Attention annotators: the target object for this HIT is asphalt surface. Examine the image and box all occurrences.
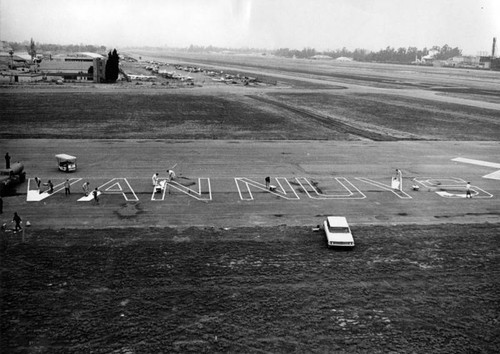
[0,139,500,229]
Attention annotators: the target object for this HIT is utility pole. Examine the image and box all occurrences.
[9,49,14,83]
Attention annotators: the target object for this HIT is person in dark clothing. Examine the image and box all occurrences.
[44,179,54,194]
[92,187,99,204]
[5,153,10,168]
[12,212,23,232]
[64,179,71,196]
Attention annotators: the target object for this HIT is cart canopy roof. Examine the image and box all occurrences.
[56,154,76,162]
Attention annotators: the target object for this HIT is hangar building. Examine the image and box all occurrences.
[36,52,106,82]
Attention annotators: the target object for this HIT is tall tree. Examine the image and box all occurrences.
[105,49,120,83]
[28,38,36,61]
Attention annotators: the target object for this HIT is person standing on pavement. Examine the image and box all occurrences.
[12,212,23,232]
[35,177,42,193]
[465,182,472,198]
[44,179,54,194]
[64,179,71,196]
[5,153,10,169]
[92,187,99,204]
[82,181,90,196]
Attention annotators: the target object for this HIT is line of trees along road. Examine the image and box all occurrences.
[273,44,462,64]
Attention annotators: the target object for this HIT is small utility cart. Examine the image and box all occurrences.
[56,154,76,172]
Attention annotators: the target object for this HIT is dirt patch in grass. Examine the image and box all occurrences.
[0,224,500,353]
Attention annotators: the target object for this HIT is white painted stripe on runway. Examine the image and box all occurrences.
[483,171,500,180]
[451,157,500,168]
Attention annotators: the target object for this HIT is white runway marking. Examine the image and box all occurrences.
[415,177,493,199]
[234,177,300,200]
[451,157,500,180]
[295,177,366,200]
[151,177,212,202]
[26,178,82,202]
[356,177,413,199]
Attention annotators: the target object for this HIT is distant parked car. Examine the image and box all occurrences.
[323,216,354,248]
[56,154,76,172]
[0,162,26,196]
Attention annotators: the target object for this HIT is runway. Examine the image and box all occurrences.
[0,139,500,229]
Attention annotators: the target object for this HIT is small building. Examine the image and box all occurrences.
[36,52,106,82]
[335,57,353,62]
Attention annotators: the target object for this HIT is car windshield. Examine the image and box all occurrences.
[330,226,349,234]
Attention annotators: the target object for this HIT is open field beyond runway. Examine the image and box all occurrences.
[0,52,500,353]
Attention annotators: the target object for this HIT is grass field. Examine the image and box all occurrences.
[1,225,500,353]
[0,52,500,353]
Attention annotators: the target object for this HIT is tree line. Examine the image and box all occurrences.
[273,44,462,64]
[184,44,462,64]
[7,39,106,54]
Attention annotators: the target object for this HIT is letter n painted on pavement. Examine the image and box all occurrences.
[78,178,139,202]
[234,177,300,200]
[356,177,413,199]
[26,178,82,202]
[295,177,366,200]
[151,178,212,202]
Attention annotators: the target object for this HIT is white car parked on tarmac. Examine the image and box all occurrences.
[323,216,354,248]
-------
▶ **WHAT THIS TASK INVOLVES**
Swap "target object" for "object of interest" everywhere in the material above and write it all out again with nothing else changed. Leave the pictures out.

▶ **WRITTEN ANSWER**
Attention annotators: the object of interest for this HIT is asphalt surface. Examine the image and box all occurrences.
[0,139,500,229]
Attention annotators: the object of interest for this HIT is utility pole. Examine the image and box all occurrences.
[9,49,14,83]
Attention annotators: the object of interest for this HIT is person in dark clothing. Examine the image and box all occurrences.
[44,179,54,194]
[92,187,99,204]
[5,153,10,168]
[12,212,23,232]
[64,179,71,196]
Attention annotators: the object of interest for this HIT is cart canopy roof. Examine the image and box all occurrences.
[56,154,76,162]
Attention annotators: the object of interest for this HIT is hangar building. Examine the image and box all occurrences.
[36,52,106,82]
Attention annotators: the object of interest for this HIT is tall tree. Examine the image and box all occurrences.
[105,49,120,83]
[28,38,36,61]
Attention annotators: the object of interest for this HIT is person standing on pavement. Examine the image and box all occurrences.
[12,212,23,232]
[35,177,42,193]
[465,182,472,198]
[44,179,54,194]
[64,179,71,196]
[5,153,10,169]
[92,187,99,204]
[82,181,90,196]
Attention annotators: the object of interest for this HIT is line of trees along road. Examine the image and box all occurrences.
[273,44,462,64]
Attention annotators: the object of interest for this HIT is small utility cart. Examine the image and box all occurrences.
[56,154,76,172]
Attention annotators: the object of interest for this HIT is dirt patch in grass. Examine the image and box all occurrences.
[0,224,500,353]
Attention annotators: the object of interest for this HIT is white painted stripe on runway. Examine the image and box all occurrences.
[483,171,500,180]
[451,157,500,168]
Attention annotators: the object of interest for this HIT is white runway marking. Examine the image and box all occurrences.
[415,177,493,199]
[234,177,300,200]
[451,157,500,180]
[295,177,366,200]
[151,177,212,202]
[26,178,82,202]
[356,177,413,199]
Attention annotators: the object of interest for this HIT is distant parked car. Examine the image and box all occurrences.
[323,216,354,248]
[56,154,76,172]
[0,162,26,196]
Attention annotators: the object of interest for this HIT is runway. Examine the image and box all occurrences.
[0,139,500,229]
Attention annotators: the object of interest for this HIT is small building. Examine the image and box all occurrences.
[36,52,106,82]
[335,57,353,62]
Attention annotators: the object of interest for this HIT is car windshield. Examine the image and box all occurrences.
[330,226,349,234]
Attention annotators: the object of interest for this HIT is open field beyond runway. Examine the image and box all occurrences.
[0,52,500,353]
Attention annotators: the object of interest for this HIT is grass field. Examine the image and box all occurrences.
[1,225,500,353]
[0,52,500,353]
Attention annotators: the object of interest for this HIT is tree line. Examine the image and box all occurrences.
[273,44,462,64]
[184,44,462,64]
[7,39,106,54]
Attention annotators: the object of interest for this HIT is letter n painted on pavement. Examine the image and box all occurrences.
[78,178,139,202]
[234,177,300,200]
[356,177,413,199]
[26,178,82,202]
[295,177,366,200]
[151,178,212,202]
Attention annotators: the object of interest for this HIT is white car parked on tarmac. Examine the image and box all occurrences.
[323,216,354,248]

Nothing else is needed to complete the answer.